(Entries for locating named things)
— BEGIN —

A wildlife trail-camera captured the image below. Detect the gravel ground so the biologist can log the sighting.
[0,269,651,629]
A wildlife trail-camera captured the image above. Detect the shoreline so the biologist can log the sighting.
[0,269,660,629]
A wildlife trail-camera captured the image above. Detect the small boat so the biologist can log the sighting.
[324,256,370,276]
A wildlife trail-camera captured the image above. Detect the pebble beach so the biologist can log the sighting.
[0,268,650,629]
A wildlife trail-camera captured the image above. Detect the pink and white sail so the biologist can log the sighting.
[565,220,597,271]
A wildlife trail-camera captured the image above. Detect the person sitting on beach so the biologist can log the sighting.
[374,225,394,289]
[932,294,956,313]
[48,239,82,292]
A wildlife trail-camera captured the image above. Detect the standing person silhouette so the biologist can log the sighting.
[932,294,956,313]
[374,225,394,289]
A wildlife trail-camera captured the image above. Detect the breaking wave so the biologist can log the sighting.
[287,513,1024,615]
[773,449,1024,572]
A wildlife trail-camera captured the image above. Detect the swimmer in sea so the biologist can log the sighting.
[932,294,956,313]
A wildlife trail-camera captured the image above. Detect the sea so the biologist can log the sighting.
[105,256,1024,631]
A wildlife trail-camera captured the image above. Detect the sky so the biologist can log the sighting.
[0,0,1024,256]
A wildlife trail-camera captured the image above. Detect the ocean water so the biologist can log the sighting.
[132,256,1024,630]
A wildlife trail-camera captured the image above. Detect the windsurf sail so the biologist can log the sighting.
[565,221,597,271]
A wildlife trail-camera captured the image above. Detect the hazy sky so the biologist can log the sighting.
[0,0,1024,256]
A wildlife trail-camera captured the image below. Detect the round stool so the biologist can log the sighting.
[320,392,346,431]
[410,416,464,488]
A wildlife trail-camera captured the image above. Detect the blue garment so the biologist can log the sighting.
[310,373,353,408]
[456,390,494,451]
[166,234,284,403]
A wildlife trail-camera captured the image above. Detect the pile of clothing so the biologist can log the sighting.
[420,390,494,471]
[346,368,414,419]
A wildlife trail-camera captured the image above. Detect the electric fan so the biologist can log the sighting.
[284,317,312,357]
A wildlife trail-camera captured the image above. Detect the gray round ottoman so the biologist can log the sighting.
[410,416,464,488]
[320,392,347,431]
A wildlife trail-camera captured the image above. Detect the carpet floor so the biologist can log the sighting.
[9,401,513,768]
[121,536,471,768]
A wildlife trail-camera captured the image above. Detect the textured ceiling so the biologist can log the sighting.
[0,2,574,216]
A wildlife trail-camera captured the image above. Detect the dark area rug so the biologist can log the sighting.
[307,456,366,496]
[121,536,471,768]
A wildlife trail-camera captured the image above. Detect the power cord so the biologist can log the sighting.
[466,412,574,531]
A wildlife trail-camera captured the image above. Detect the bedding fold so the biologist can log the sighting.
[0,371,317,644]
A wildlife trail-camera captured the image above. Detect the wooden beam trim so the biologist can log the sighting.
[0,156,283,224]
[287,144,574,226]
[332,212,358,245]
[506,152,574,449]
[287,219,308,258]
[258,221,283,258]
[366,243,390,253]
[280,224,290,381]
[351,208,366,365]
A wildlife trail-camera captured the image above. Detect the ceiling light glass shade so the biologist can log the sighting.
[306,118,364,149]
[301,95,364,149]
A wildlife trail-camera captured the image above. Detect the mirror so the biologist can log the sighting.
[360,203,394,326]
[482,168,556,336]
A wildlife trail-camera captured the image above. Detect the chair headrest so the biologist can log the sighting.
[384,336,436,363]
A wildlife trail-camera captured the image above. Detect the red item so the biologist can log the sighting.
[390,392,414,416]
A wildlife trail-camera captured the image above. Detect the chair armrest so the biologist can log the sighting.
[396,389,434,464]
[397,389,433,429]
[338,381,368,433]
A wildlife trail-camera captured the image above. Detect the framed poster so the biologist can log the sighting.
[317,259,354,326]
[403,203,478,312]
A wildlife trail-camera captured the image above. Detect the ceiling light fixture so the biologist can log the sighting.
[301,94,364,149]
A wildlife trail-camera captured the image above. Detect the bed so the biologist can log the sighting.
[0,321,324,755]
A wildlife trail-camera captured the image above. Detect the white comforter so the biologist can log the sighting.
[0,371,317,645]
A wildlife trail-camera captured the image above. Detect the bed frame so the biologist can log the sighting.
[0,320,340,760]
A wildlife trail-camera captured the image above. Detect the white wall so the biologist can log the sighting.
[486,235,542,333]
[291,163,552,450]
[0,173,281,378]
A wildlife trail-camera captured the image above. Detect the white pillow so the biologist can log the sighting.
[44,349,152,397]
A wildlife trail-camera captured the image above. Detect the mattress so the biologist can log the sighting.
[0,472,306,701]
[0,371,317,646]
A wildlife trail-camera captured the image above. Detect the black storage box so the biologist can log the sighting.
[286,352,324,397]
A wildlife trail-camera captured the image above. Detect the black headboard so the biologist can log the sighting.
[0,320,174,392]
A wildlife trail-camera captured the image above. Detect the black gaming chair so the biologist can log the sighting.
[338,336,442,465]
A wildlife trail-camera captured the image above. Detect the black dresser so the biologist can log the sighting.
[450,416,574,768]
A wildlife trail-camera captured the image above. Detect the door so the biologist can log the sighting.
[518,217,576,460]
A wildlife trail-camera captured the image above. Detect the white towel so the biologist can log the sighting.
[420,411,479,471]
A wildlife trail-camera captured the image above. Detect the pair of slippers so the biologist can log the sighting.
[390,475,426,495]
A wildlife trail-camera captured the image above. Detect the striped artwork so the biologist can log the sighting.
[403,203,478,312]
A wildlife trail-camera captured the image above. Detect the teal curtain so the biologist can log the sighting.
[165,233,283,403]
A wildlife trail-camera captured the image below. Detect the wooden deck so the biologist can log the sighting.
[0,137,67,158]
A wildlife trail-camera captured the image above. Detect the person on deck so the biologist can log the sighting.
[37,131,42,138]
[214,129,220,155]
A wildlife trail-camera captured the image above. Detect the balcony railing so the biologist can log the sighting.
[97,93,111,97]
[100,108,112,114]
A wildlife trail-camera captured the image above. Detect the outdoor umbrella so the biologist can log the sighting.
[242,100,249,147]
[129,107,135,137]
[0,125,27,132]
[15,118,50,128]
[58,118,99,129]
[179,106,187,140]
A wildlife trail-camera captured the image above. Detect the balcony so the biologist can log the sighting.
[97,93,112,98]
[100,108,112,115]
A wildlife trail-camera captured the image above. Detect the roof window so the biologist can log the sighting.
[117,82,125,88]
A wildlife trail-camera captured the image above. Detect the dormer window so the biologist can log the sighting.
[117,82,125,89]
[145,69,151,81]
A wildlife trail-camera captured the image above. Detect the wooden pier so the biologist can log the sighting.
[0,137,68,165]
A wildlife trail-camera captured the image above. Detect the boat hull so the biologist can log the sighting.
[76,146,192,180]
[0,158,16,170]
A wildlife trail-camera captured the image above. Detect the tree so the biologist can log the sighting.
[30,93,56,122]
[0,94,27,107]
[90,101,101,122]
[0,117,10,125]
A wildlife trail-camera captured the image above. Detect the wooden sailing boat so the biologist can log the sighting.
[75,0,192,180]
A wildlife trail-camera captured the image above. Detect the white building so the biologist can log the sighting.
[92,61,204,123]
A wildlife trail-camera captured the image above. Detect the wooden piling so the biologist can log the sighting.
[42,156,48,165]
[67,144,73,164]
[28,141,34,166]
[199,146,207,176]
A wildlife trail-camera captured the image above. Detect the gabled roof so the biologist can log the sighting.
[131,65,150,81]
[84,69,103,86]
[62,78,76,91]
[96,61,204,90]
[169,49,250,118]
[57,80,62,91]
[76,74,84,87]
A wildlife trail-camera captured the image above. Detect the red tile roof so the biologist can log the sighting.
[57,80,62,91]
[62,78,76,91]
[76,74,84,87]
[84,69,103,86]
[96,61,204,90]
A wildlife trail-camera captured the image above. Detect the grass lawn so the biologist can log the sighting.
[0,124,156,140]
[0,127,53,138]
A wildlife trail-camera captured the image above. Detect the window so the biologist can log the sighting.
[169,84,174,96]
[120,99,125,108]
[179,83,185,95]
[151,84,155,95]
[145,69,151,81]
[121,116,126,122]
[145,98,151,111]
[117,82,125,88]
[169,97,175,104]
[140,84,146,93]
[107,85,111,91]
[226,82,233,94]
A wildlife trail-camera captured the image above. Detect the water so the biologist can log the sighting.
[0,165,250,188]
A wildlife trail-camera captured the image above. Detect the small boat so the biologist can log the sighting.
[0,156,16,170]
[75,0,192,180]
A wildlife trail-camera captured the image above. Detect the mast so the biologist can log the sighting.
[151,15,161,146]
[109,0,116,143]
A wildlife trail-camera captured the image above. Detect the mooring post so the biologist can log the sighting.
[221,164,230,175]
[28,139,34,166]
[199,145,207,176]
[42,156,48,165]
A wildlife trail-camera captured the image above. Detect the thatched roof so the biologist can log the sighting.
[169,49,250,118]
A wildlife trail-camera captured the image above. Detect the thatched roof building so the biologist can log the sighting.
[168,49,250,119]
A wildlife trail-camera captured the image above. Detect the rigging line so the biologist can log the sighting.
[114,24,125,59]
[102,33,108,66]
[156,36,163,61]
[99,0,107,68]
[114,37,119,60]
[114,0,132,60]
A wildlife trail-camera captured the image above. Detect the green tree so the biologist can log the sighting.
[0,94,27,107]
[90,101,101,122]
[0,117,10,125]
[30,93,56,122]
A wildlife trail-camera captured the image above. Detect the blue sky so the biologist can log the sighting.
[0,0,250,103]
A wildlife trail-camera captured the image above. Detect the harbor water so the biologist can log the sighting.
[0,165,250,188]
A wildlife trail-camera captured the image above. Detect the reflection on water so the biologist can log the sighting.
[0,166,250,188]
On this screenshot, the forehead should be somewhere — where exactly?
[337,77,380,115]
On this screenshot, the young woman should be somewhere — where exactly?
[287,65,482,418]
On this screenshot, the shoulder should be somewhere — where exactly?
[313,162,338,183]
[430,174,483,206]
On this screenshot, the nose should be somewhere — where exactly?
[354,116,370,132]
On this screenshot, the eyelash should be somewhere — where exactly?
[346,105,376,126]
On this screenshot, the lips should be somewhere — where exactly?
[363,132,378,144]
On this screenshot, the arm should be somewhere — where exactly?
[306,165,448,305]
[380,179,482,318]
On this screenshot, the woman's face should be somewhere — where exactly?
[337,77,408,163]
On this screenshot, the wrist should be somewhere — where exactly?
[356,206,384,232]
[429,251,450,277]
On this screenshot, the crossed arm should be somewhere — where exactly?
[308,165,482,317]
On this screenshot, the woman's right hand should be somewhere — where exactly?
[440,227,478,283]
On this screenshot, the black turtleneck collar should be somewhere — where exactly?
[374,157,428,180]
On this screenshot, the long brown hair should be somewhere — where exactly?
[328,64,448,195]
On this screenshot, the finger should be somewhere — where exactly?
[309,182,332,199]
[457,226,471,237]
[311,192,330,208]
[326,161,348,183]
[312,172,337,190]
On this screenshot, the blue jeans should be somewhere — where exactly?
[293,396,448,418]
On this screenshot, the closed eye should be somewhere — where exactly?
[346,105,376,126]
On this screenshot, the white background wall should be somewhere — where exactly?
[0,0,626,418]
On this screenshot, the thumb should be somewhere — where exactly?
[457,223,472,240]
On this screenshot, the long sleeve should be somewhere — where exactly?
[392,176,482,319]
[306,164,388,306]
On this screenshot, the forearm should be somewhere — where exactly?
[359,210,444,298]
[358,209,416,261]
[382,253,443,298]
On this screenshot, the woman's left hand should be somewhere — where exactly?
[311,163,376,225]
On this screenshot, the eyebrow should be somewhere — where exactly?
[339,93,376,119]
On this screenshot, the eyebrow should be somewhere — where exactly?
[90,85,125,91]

— END —

Identify each line in the entries above that contains the word "beach", treating uppercase and lowercase as distinct, and copy every such line in full.

A wildlife trail-camera captured the image above. Detect the pebble beach so the biologist can log the sighting.
A wildlife trail-camera captured the image above. Detect the person sitting on beach so the biologist can log the sighting.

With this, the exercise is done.